▶ _What you will do_: Your copy of the data should leave out the images and match everything else exactly.
━━ Material provided ━━
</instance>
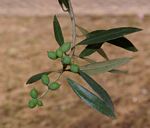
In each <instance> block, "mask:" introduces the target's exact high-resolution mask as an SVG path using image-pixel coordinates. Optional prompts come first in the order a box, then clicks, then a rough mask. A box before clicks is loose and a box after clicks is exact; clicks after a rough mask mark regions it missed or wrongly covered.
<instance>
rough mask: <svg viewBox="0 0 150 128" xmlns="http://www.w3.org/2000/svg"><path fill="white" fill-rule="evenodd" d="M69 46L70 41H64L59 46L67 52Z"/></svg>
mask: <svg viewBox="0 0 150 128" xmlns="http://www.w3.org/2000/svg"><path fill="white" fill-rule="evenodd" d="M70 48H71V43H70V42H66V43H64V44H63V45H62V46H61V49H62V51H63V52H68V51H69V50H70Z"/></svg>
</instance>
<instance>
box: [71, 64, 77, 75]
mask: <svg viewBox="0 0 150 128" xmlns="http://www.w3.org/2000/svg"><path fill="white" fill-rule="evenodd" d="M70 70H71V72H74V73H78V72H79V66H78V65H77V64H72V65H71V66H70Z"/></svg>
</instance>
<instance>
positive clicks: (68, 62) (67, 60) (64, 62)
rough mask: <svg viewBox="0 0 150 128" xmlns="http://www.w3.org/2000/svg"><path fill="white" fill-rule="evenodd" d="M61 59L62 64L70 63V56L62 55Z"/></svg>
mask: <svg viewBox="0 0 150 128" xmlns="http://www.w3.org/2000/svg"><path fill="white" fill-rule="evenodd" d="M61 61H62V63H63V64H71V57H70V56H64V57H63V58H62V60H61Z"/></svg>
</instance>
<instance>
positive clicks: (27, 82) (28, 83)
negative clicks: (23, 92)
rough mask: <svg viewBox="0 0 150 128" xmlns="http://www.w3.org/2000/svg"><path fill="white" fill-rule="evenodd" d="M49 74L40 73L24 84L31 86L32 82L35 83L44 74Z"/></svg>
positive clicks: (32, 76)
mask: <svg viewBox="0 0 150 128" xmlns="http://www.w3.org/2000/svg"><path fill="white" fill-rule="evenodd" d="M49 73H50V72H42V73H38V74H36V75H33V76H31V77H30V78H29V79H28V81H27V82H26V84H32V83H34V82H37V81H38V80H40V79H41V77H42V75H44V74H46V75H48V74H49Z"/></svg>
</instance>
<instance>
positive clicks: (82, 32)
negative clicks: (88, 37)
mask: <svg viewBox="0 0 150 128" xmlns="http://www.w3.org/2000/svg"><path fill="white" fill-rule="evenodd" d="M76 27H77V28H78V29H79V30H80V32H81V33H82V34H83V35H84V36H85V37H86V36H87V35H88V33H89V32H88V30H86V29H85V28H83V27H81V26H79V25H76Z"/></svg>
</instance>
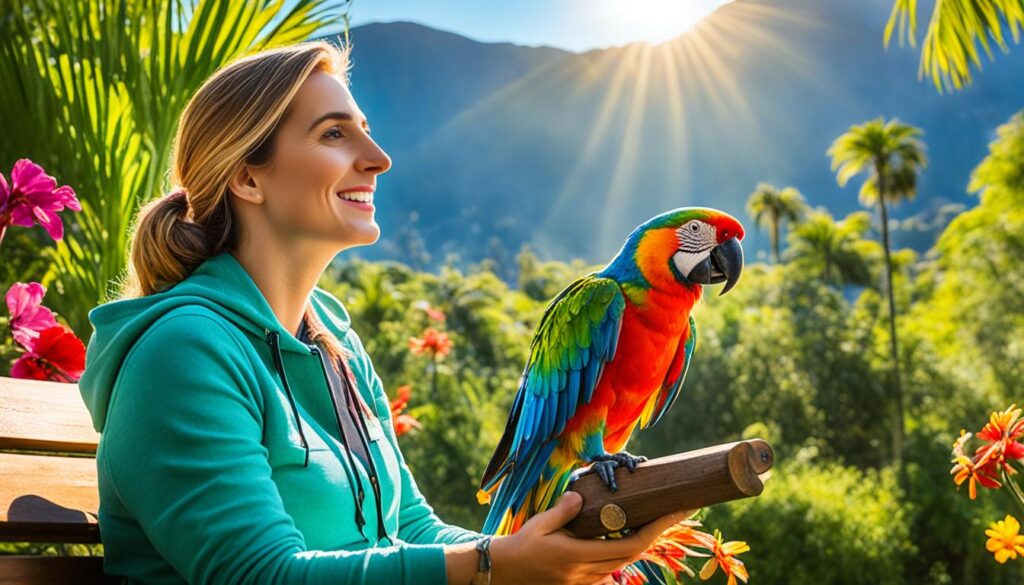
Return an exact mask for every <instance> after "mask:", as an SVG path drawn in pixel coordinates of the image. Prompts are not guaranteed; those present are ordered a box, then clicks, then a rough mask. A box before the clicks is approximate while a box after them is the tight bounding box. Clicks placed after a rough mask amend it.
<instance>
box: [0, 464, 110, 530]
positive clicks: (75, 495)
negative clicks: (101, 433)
━━━
▶ _Written reply_:
</instance>
In each <instance> block, "mask:" introduces the target's exact high-resolution mask as an SVG path using image-pixel coordinates. Optional prompts come first in the order a box, then clicks, then a rough mask. A box before clicks is loose and a box after clicks is exact; clicks after a rough mask mark regions it missed or wrongly covered.
<instance>
rough mask: <svg viewBox="0 0 150 128" xmlns="http://www.w3.org/2000/svg"><path fill="white" fill-rule="evenodd" d="M69 46L70 41H64L59 46L67 52Z"/></svg>
mask: <svg viewBox="0 0 150 128" xmlns="http://www.w3.org/2000/svg"><path fill="white" fill-rule="evenodd" d="M70 48H71V43H70V42H66V43H64V44H63V45H62V46H61V49H62V51H63V52H68V51H69V50H70Z"/></svg>
</instance>
<instance>
box: [71, 64, 77, 75]
mask: <svg viewBox="0 0 150 128" xmlns="http://www.w3.org/2000/svg"><path fill="white" fill-rule="evenodd" d="M70 70H71V72H74V73H78V72H79V66H78V65H77V64H72V65H71V66H70Z"/></svg>
</instance>
<instance>
positive clicks: (68, 62) (67, 60) (64, 62)
rough mask: <svg viewBox="0 0 150 128" xmlns="http://www.w3.org/2000/svg"><path fill="white" fill-rule="evenodd" d="M61 59L62 64L70 63V56L62 55Z"/></svg>
mask: <svg viewBox="0 0 150 128" xmlns="http://www.w3.org/2000/svg"><path fill="white" fill-rule="evenodd" d="M61 61H62V63H63V64H71V57H70V56H64V57H63V58H62V60H61Z"/></svg>
</instance>
<instance>
positive clicks: (27, 82) (28, 83)
negative clicks: (23, 92)
rough mask: <svg viewBox="0 0 150 128" xmlns="http://www.w3.org/2000/svg"><path fill="white" fill-rule="evenodd" d="M49 74L40 73L24 84L31 86L32 82L35 83L44 74Z"/></svg>
positive clicks: (32, 76)
mask: <svg viewBox="0 0 150 128" xmlns="http://www.w3.org/2000/svg"><path fill="white" fill-rule="evenodd" d="M49 73H50V72H42V73H38V74H36V75H33V76H31V77H30V78H29V79H28V81H27V82H26V84H32V83H34V82H37V81H38V80H40V79H41V77H42V75H44V74H46V75H48V74H49Z"/></svg>
</instance>
<instance>
positive clicks: (82, 32)
negative clicks: (88, 37)
mask: <svg viewBox="0 0 150 128" xmlns="http://www.w3.org/2000/svg"><path fill="white" fill-rule="evenodd" d="M76 27H77V28H78V29H79V30H80V32H81V33H82V34H83V35H84V36H85V37H86V36H87V35H88V33H89V32H88V30H86V29H85V28H83V27H81V26H79V25H76Z"/></svg>
</instance>
Return an exact mask for every <instance> after "mask:", as an SVG path drawn in pixel coordinates of the image. Prompts are not guaranteed; those present are ordered a box, then clicks, then a rough mask. A box before the clicks is approximate while a box after them is the tight bounding box. Clicks placed after a rough mask amend it.
<instance>
box: [0, 464, 110, 530]
positive clicks: (75, 495)
negative clicks: (101, 433)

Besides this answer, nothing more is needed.